_TO DO_.
Swap every occurrence of "Target" in the data below for "Object", keeping all other text as it is. Leave the pictures out of your output.

+++ MATERIAL PROVIDED

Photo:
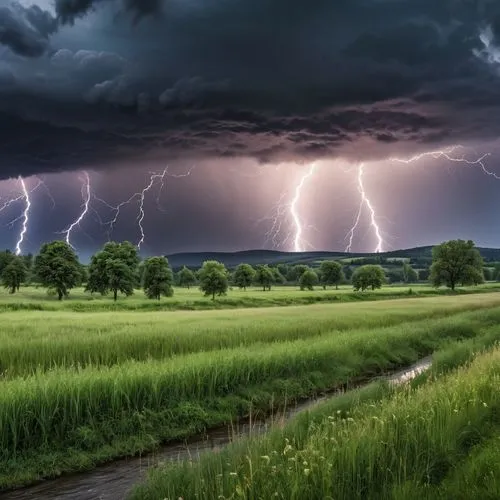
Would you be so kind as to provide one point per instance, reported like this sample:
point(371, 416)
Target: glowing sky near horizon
point(282, 130)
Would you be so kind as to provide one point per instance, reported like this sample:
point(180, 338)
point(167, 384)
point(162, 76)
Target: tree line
point(117, 269)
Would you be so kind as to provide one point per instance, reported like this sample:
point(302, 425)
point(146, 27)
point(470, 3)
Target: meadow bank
point(62, 414)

++++++

_SOLUTION TO THIS PROBLEM_.
Photo:
Would you be so kind as to provide one point per instance, reported like this sample:
point(371, 416)
Object: glowing sky near horizon
point(282, 130)
Would you be so kind as to provide one point per instance, reported like this sample:
point(180, 338)
point(167, 384)
point(162, 76)
Object: tree line
point(117, 269)
Would you be so kind as to provide one point per instance, reported like this sample:
point(302, 425)
point(146, 27)
point(470, 3)
Object: meadow bank
point(62, 414)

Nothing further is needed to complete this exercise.